Problem details - Leave the pictures out, and retype all of the material exactly as written.

Records -
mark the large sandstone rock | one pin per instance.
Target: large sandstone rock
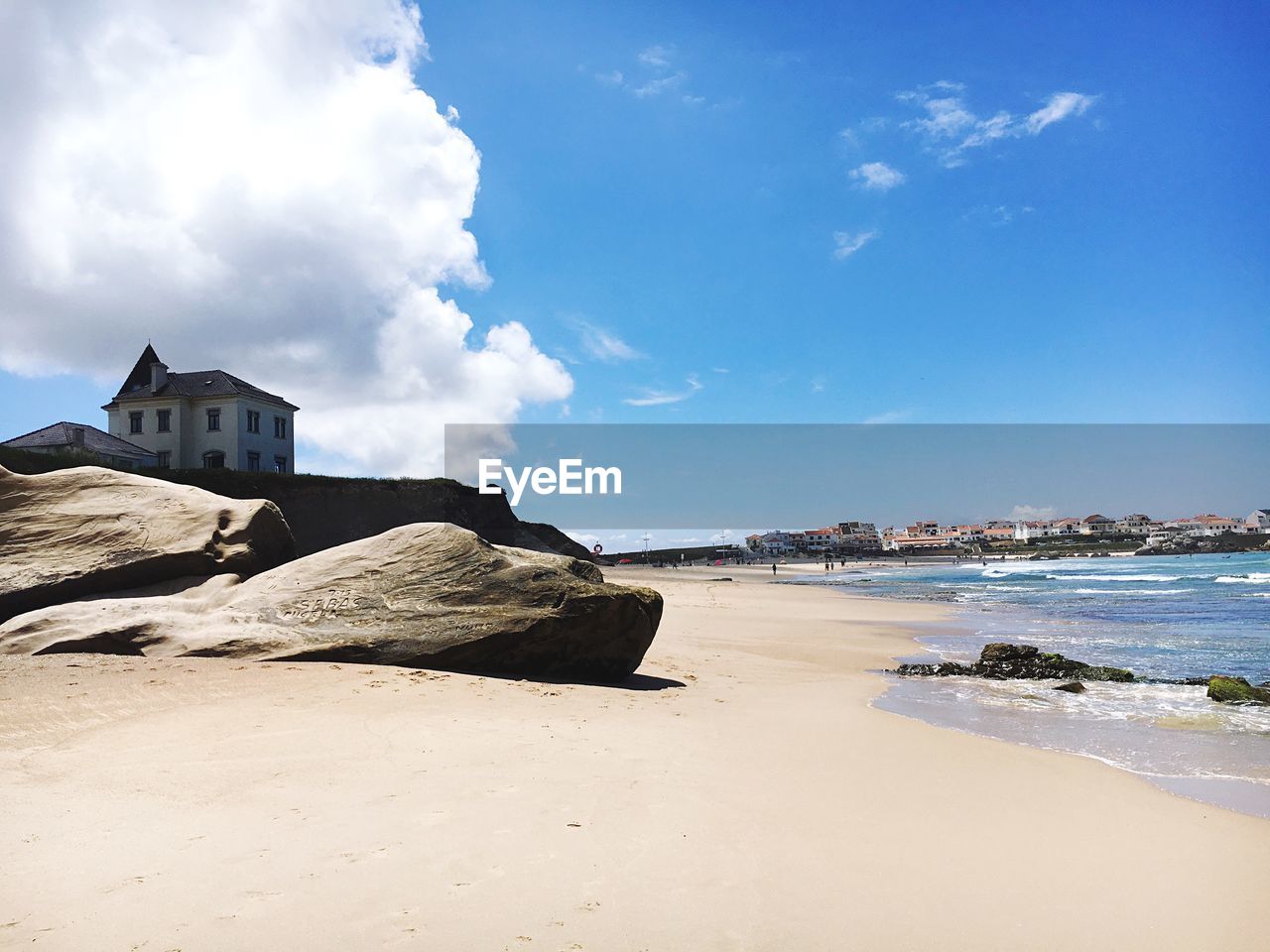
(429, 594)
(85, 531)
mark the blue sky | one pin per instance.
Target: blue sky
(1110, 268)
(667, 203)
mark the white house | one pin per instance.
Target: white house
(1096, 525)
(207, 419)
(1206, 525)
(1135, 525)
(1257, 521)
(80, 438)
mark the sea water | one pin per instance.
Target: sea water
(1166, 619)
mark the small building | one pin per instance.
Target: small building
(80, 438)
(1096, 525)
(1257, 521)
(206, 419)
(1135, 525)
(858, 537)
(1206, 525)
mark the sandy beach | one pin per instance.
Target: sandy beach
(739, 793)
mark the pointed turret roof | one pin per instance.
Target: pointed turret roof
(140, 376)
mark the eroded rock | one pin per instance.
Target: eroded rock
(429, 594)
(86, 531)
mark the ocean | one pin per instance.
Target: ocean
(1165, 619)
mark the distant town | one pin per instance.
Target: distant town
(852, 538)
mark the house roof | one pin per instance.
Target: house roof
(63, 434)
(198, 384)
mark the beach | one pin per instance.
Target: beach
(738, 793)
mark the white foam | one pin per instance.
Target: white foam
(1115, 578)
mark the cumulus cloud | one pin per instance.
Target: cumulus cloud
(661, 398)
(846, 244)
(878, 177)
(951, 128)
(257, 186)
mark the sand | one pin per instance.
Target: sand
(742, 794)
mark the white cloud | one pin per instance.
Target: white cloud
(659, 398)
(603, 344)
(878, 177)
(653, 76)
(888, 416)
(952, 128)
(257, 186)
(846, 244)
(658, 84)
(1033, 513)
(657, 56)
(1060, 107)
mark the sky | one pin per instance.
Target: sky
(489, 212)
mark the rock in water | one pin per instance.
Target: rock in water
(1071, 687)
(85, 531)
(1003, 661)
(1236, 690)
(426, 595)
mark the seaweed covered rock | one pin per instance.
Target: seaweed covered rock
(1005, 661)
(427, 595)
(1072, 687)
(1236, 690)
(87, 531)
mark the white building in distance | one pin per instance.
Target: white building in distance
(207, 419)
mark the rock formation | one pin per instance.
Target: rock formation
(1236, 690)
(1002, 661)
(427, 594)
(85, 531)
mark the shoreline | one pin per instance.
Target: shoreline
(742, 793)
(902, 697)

Correct response -
mark the large sandstone rock | one pin per instance.
Target: large sandstone rock
(429, 594)
(85, 531)
mark the blue sky | one pin per instance.
Target: blue sky
(1110, 268)
(667, 203)
mark the white house | one pin per instance.
Target: white house
(1096, 525)
(207, 419)
(1206, 525)
(1135, 525)
(1257, 521)
(80, 438)
mark the sea water | one pin per instance.
Target: sea water
(1166, 619)
mark the small building | one pin per instance.
Target: small building
(80, 438)
(1096, 525)
(1257, 521)
(206, 419)
(1135, 525)
(858, 537)
(1206, 525)
mark the sandy beach | one pin per instance.
Target: sandy beach
(739, 793)
mark the pointed turret roof | one pin per instance.
Target: pointed turret roof
(140, 376)
mark the eroded rock | one pin per instance.
Target: eroded rock
(429, 594)
(86, 531)
mark the ocean | one pin per instance.
Target: ocean
(1165, 619)
mark the distant town | one pin per instance.
Target: distant town
(852, 538)
mark the house roof | one pin per instance.
Target: house roof
(63, 434)
(198, 384)
mark the beach | one pin per instance.
Target: beach
(738, 793)
mark the white foam | one pin per instance.
Target: white foam
(1115, 578)
mark the cumulus cloud | one pin per instance.
Target: cumulus cloud
(661, 398)
(846, 244)
(878, 177)
(951, 128)
(257, 186)
mark the sand | one pin per instance.
Target: sand
(742, 794)
mark the white cloud | one pin per instance.
Target: white cloud
(659, 398)
(603, 344)
(878, 177)
(653, 76)
(888, 416)
(952, 128)
(257, 186)
(846, 244)
(658, 84)
(1033, 513)
(657, 56)
(1060, 107)
mark the sky | one pin per instance.
Target: sky
(489, 212)
mark the rock in water | one pin per instance.
Target: rock in water
(1071, 687)
(85, 531)
(1003, 661)
(1236, 690)
(426, 595)
mark the seaweed covered rock | one pin per instance.
Target: seaweed covered rock
(1005, 661)
(427, 595)
(1072, 687)
(1236, 690)
(87, 531)
mark the white building in distance | one pin per instance.
Target: white building in distance
(207, 419)
mark the rock formation | one pin per instance.
Target: rock formation
(1236, 690)
(1002, 661)
(427, 594)
(85, 531)
mark the shoreline | one pin per instance.
Target: shoreline
(742, 793)
(902, 697)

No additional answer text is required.